Passage shown ▸
---*---

# --



## TheCubeMaster (Feb 24, 2014)

--


----------



## Methuselah96 (Feb 24, 2014)

Maybe you should check this out: http://www.speedsolving.com/forum/s...bing-training-that-yields-systematic-progress. It is very similar to what you're doing here. But it looks nice. gj.


----------



## DAoliHVAR (Feb 24, 2014)

wow cool thing
i think it would be much more accurate if it were avg of 12 for each of those but that maybe difficult so i'm not complaining


----------



## ChickenWrap (Feb 25, 2014)

This is beautiful.


----------



## TDM (Feb 26, 2014)

I like it! Just a few suggestions:
Ao12 is better than Ao5; luck can affect an Ao5 too much.
A sup-2 cross should not be green for sub-15 solvers.
There's nothing for timing cross+1: that's my weakest point in my solves and there's no way you can tell from just timing cross, OLL, PLL and the entire solve whether there is any pause between cross and the first pair.


----------



## TDM (Mar 2, 2014)

---*---

Detection examples:
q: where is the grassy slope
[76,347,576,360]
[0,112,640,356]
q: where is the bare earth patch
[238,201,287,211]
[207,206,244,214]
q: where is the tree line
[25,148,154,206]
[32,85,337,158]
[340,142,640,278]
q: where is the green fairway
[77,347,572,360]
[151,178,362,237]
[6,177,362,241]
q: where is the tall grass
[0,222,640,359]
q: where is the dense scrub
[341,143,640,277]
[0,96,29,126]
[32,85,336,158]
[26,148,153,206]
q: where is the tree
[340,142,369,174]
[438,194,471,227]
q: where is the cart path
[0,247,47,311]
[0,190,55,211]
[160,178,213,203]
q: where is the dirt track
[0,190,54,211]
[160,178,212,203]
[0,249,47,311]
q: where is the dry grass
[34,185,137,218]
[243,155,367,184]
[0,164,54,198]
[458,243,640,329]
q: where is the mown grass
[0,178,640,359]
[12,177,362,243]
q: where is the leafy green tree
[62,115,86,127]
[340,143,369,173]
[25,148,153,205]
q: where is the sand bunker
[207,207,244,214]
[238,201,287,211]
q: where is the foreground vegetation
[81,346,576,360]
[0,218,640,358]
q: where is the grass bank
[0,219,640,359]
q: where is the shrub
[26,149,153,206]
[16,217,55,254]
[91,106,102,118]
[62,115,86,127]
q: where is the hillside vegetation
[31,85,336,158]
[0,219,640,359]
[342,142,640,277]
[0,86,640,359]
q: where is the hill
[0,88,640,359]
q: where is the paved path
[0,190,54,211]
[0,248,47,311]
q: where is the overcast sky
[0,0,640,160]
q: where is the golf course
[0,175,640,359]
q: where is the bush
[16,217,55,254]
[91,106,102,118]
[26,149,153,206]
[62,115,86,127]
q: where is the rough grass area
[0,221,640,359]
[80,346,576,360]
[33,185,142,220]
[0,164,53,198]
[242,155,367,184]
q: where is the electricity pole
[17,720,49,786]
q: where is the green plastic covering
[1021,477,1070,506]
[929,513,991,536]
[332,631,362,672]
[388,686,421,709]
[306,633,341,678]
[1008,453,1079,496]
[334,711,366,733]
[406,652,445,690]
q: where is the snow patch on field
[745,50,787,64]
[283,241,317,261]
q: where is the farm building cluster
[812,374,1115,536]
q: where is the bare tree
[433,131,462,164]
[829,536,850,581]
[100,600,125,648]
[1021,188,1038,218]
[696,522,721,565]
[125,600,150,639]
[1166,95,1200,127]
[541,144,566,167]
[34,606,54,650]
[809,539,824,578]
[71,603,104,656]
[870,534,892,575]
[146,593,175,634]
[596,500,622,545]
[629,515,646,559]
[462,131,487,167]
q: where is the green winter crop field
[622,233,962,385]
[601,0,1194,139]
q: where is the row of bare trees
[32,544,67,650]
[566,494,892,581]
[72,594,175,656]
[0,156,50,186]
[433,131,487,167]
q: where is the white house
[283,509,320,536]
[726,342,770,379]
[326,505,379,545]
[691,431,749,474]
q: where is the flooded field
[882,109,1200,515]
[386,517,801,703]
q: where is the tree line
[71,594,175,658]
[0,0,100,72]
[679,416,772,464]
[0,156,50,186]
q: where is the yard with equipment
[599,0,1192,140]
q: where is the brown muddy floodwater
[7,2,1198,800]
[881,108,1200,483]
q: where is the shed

---*---

Exercise aim ▸ In the forum thread, why does TDM say Ao12 is better than Ao5? Answer using only the forum thread, not the records.

Solution to this problem ▸ Luck can affect an Ao5 too much.